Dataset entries
————
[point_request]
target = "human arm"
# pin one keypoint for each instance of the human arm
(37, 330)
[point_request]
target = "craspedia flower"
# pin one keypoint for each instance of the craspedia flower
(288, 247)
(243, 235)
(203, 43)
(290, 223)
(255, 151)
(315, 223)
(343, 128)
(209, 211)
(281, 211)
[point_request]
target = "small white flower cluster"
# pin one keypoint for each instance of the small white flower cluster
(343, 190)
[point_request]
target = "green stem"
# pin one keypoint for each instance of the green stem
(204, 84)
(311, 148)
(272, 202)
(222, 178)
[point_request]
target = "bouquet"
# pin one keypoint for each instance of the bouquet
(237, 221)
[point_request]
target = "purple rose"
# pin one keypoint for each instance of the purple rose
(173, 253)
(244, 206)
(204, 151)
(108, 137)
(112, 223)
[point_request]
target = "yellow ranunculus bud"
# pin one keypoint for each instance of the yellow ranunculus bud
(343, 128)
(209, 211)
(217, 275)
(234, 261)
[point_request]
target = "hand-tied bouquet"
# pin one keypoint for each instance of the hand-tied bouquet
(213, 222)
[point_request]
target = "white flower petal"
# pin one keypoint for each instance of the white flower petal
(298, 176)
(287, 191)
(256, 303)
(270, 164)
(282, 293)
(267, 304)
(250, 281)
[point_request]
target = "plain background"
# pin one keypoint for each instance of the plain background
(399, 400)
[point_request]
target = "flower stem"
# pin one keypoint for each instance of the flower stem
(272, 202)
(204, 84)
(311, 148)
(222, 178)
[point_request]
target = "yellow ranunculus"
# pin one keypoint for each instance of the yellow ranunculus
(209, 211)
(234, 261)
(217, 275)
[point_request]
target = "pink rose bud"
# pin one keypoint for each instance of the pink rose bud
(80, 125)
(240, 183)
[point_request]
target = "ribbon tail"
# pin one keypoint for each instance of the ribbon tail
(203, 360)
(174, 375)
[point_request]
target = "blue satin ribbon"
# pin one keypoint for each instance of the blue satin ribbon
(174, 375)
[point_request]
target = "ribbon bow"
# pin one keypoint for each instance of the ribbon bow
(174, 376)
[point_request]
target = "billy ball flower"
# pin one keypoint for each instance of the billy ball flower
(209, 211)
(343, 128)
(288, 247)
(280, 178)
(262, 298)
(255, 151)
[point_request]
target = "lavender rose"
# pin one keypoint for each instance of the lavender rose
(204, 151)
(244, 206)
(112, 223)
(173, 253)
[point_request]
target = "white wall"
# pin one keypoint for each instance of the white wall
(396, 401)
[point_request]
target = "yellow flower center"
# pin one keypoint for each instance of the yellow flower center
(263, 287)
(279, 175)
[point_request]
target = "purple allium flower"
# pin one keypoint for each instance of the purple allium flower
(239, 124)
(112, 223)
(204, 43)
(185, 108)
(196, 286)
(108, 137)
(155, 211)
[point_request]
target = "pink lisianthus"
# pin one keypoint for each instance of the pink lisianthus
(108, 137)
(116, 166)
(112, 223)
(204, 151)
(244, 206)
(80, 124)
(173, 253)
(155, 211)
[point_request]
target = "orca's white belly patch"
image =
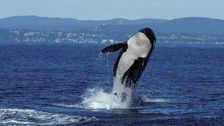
————
> _Work to be completed_
Without altering a word, return all of the records above and leave out their pictures.

> _Task response_
[point_request]
target = "human arm"
# pin one keypoint for each instance of the human arm
(37, 330)
[point_request]
target = "craspedia flower"
# pin one keypoint for each instance of the craspedia flower
(288, 247)
(243, 235)
(203, 43)
(290, 223)
(255, 151)
(315, 223)
(343, 128)
(209, 211)
(281, 211)
[point_request]
target = "small white flower cluster"
# pin one keypoint for each instance of the small white flower cluster
(343, 190)
[point_request]
target = "green stem"
# pin one keypoint for each instance of the green stem
(204, 84)
(311, 148)
(272, 202)
(222, 178)
[point_request]
target = "bouquet"
# pin one keypoint for each instance of the bouquet
(237, 221)
[point_request]
target = "purple rose"
# pin one keypoint for each instance of the purple rose
(173, 253)
(244, 206)
(204, 151)
(108, 137)
(112, 223)
[point_request]
target = "yellow ranunculus bud"
# pin one keypoint for each instance of the yellow ranunculus bud
(343, 128)
(209, 211)
(217, 275)
(234, 261)
[point_request]
target = "hand-tied bouquet"
# pin one keypoint for each instance of the hand-tied bouquet
(213, 222)
[point_request]
target = "white flower petal"
# pin one keypoint for each instance of the white flower petal
(298, 176)
(287, 191)
(256, 303)
(270, 164)
(282, 293)
(267, 304)
(250, 281)
[point_request]
target = "plain background"
# pin one keypoint for each instance of the plain background
(399, 400)
[point_request]
target = "flower stem"
# pin one keypoint for each instance of the flower stem
(272, 202)
(204, 84)
(311, 148)
(222, 178)
[point_request]
target = "yellow ranunculus"
# pin one keypoint for each instance of the yellow ranunculus
(209, 211)
(234, 261)
(217, 275)
[point_request]
target = "pink rose bud"
# pin one keypoint for each instance of the pink rose bud
(80, 125)
(240, 183)
[point_request]
target = "ribbon tail"
# pin one keypoint for each instance of the ribbon tail
(203, 360)
(174, 375)
[point_request]
target = "blue satin ribbon"
# pin one keypoint for each instance of the blue satin ribbon
(174, 375)
[point_request]
target = "ribbon bow"
# pin one keypoint for each instance of the ribbon bow
(174, 376)
[point_request]
target = "billy ball flower"
# pin one keypoint for each instance of the billy ball flower
(209, 211)
(343, 128)
(288, 247)
(280, 178)
(262, 298)
(255, 151)
[point_request]
target = "lavender rose"
# pin one keypoint for each instance of the lavender rose
(204, 151)
(244, 206)
(112, 223)
(173, 253)
[point_request]
target = "white wall"
# pin one keypoint for each instance of the white wall
(396, 401)
[point_request]
target = "yellow flower center"
# pin one keypoint for each instance of the yellow flower center
(263, 287)
(279, 175)
[point_request]
target = "purple allium flower"
# pin one keypoint for each instance of the purple allium flower
(239, 124)
(112, 223)
(204, 43)
(185, 108)
(196, 286)
(108, 137)
(155, 211)
[point_request]
target = "pink lisianthus"
# pin one keypoint for each instance of the pink lisianthus
(108, 137)
(116, 166)
(112, 223)
(204, 151)
(244, 206)
(80, 124)
(173, 253)
(155, 211)
[point_request]
target = "orca's white belly patch"
image =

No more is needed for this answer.